Quoted text:
# # #
The Purposeful Mind – Does a writer need an education?

Writers are an intelligent lot.  The act of thinking, of seeking meaning in ideas, and using language to texture and color these ideas in a written form is an intellectual pastime.  Fed by streams of inspiration and the emotional urge for expression writers seek to inform themselves about the world they see, and in the process of writing inform others of their conclusions.  The two primary rules of the game, that writers must read and writers must write, are the cornerstones of a writer’s education, and by engaging in these two things any writer can advance in her craft without the addition of a formal classroom setting.  This is not to say that there is no benefit to going to school, however, and whether a writer chooses college or self-teaching, there are pros and cons to both options.

The Purposeful Mind

By approaching the craft of writing with single-minded determination, a person intent on mastering the language and mechanics of writing is already equipped with the fundamentals of the craft.  Broad and constant reading, of the kind one might do in college, in addition to those works within the writer’s genre, also increases the writer’s knowledge and development.  Additionally, by collecting a small circle of beta-readers the independent learner gains some of the aspects that a writing workshop would grant in college.  Though absent of many of the formal subjects of a degree program (science, math, history) the self-designed program can benefit this sort of student so long as the individual has massive self-discipline and the confidence to keep going in the face of a void (the void being silence, mostly, and the internal critic who says the writer is slowing falling into the void).

The negatives of independent learning, however, are substantial.  To begin with there is no replacing the guidance of peers and experienced instructors with the one-sided lecture of a book.  In the classroom there is a dialogue, and one’s peers and mentors offer critical insights that might otherwise be missed by independent study.  Furthermore the few peers the writer has are likely to be inexperienced at proper criticism and unable to be of the kind of help a serious writer needs.  And even if the independent learner has assembled the most effective library at their disposal, and gathered around them a number of reasonably qualified peers, there is still the question of confidence – the root of a healthy writer.  The slightest doubt for a writer, in either the structure of their self-made curriculum or in the end-result of their work, can derail even the most persistent artist.  Furthermore, what the classroom offers is a multifaceted competitiveness that cannot be duplicated in private.  By sitting with other students and exposing one’s talents to strangers, the young writer immediately gets a sense of where they rank on a relatively accurate scale.  This awareness can be used as inspiration to improve and to create work worthy of the praise heaped on other students.  The conscientious student of writing is also benefited, whether they are at the top or bottom of the scale, by having access to an instructor who, if worth their salt as a teacher, can give them guidance and criticism that is helpful and encouraging when the internal voices of negativity begin to chant.
# # #
Recorded data:
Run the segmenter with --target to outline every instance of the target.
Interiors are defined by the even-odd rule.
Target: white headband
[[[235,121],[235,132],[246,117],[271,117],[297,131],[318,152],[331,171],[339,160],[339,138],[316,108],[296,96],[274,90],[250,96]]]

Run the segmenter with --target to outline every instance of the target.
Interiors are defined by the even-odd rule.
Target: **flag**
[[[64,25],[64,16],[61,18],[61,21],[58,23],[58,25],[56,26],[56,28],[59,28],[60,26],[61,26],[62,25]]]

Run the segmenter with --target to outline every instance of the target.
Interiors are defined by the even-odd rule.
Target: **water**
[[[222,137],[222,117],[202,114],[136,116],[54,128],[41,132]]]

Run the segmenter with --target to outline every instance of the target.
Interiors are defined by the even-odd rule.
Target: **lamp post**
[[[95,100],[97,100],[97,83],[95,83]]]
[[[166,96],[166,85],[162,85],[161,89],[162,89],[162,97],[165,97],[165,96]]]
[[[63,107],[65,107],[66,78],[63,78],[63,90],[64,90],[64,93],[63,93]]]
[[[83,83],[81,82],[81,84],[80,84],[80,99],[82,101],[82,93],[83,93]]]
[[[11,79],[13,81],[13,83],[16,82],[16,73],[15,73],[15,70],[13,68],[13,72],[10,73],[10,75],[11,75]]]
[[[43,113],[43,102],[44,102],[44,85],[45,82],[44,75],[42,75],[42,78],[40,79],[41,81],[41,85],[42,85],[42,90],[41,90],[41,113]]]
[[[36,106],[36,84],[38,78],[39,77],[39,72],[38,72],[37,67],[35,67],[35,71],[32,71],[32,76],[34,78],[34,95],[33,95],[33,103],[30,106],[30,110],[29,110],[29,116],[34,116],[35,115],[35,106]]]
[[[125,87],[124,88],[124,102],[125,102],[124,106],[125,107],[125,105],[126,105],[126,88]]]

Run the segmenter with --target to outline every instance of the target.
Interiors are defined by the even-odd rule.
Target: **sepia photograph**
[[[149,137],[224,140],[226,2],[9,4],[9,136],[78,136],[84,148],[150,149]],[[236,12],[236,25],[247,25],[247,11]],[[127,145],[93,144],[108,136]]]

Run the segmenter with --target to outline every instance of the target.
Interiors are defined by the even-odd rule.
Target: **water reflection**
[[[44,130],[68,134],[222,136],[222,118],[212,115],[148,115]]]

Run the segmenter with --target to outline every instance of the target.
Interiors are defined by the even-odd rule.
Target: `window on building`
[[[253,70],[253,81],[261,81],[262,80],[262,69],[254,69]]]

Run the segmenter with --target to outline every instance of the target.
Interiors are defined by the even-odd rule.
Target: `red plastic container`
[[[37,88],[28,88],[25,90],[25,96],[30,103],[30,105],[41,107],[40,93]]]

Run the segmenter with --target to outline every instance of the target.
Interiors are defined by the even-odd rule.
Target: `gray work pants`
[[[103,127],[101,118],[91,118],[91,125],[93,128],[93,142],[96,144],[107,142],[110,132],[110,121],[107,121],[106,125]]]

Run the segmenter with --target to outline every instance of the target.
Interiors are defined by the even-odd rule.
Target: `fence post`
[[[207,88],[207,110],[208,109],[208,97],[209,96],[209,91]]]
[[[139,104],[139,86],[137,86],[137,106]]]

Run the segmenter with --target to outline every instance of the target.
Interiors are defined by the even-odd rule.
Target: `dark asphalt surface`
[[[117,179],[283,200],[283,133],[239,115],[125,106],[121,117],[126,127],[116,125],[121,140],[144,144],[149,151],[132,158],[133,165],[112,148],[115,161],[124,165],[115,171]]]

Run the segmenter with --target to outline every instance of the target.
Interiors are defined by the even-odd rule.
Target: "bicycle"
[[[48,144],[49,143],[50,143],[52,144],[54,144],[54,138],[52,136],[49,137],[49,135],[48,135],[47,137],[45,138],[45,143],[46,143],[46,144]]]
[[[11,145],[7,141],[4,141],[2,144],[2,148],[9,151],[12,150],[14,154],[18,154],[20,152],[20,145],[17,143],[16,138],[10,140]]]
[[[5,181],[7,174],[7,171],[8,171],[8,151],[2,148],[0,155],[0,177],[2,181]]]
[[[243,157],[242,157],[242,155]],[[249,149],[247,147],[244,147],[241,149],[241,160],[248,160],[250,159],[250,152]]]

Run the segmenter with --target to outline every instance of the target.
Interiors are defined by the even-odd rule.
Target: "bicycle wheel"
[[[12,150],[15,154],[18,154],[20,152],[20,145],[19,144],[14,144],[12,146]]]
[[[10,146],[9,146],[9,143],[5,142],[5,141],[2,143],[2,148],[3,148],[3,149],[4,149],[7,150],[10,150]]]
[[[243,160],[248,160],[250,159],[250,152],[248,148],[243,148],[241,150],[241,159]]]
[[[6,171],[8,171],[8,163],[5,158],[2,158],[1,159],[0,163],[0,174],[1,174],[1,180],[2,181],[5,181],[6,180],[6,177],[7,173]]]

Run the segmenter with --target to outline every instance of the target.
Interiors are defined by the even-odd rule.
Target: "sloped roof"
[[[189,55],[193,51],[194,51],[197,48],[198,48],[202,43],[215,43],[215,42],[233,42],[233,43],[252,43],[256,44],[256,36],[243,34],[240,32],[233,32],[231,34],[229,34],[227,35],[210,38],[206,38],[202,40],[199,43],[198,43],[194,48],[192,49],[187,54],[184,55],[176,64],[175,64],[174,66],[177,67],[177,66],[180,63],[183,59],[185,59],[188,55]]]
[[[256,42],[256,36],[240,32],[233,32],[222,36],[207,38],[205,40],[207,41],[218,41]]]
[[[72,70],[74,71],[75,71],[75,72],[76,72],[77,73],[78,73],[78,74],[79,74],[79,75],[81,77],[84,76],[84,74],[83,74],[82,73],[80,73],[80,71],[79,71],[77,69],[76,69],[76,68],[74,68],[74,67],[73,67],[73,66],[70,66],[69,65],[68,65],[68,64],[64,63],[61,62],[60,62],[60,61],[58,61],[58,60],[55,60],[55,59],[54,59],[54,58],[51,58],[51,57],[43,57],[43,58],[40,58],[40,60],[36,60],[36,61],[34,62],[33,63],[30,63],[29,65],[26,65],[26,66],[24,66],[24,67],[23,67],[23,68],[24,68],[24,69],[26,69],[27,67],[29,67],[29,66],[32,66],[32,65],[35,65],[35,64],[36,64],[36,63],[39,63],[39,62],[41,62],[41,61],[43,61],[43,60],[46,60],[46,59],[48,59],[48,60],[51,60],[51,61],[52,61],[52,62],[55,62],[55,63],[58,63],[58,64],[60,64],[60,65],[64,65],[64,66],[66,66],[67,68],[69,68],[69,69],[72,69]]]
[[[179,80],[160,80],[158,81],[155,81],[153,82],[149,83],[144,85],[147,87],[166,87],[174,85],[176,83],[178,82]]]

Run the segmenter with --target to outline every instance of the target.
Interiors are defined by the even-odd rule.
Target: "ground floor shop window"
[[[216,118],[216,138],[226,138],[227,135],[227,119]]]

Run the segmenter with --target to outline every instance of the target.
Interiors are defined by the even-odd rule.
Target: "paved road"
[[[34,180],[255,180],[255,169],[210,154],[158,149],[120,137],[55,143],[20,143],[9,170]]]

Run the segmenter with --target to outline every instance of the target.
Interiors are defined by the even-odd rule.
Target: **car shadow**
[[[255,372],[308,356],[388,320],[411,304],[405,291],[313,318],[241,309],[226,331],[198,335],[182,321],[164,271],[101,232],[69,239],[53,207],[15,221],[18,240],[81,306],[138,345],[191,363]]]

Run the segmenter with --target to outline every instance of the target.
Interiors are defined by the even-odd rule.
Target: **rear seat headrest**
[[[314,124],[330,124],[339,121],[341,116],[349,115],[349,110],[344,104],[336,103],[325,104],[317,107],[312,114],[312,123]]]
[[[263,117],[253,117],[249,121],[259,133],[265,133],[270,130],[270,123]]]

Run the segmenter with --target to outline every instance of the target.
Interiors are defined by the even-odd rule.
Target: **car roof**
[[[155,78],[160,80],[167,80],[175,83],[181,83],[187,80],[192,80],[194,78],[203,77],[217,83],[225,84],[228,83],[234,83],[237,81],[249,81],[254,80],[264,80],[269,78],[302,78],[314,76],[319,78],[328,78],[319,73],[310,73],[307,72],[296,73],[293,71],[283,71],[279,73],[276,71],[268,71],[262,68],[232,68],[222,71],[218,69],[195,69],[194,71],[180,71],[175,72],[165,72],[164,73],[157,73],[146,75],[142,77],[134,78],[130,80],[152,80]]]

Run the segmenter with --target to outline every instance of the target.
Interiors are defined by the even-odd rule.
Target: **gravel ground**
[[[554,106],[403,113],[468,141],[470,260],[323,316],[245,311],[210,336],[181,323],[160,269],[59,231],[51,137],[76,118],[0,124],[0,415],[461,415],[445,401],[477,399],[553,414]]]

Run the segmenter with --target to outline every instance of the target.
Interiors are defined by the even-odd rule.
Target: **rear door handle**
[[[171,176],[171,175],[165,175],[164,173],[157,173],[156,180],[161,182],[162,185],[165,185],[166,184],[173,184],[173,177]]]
# # #
Stated task 1:
Answer these questions from the essay on a writer's education:
(a) What two primary rules does it call the cornerstones of a writer's education?
(b) What does collecting a small circle of beta-readers give the independent learner?
(c) What does it call the root of a healthy writer?
Stated task 2:
Reproduce the part of the essay on a writer's education from "Writers are an" to "to both options.".

Correct output 1:
(a) Writers must read, and writers must write.
(b) Some of the aspects that a writing workshop would grant in college.
(c) Confidence.

Correct output 2:
Writers are an intelligent lot.  The act of thinking, of seeking meaning in ideas, and using language to texture and color these ideas in a written form is an intellectual pastime.  Fed by streams of inspiration and the emotional urge for expression writers seek to inform themselves about the world they see, and in the process of writing inform others of their conclusions.  The two primary rules of the game, that writers must read and writers must write, are the cornerstones of a writer’s education, and by engaging in these two things any writer can advance in her craft without the addition of a formal classroom setting.  This is not to say that there is no benefit to going to school, however, and whether a writer chooses college or self-teaching, there are pros and cons to both options.